◆ Data rows:
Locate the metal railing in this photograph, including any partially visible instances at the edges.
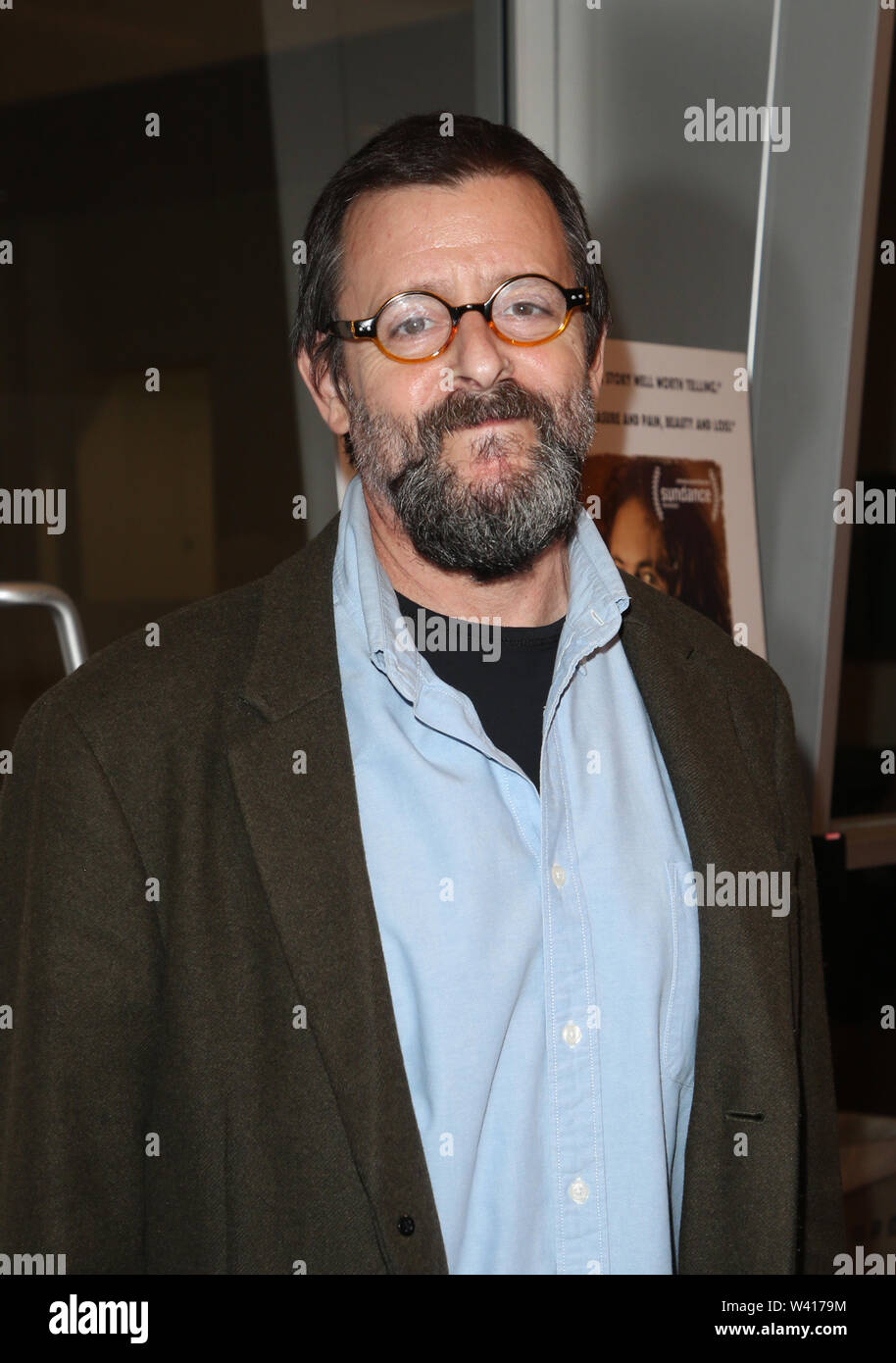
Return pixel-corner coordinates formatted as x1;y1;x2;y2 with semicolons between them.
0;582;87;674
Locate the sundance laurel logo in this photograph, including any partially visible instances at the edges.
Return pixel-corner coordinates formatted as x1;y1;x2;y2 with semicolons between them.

◆ Problem to solve: Could you render the lines above as a Markdown table with the columns "Row" and "Text", numbering each row and leaving out blank lines and the pictures?

◆ Result of the exercise:
| Row | Text |
|---|---|
| 1 | Locate the metal railing in this photograph, including any partially visible instances at the edges. |
| 2 | Return pixel-corner coordinates formatted as x1;y1;x2;y2 with semicolons between them. |
| 3 | 0;582;87;674 |
| 4 | Locate the sundance laurel logo in this photograph, including any partially visible instances at the edges. |
| 5 | Return pixel-corner coordinates formatted as x1;y1;x2;y2 with semicolons between them. |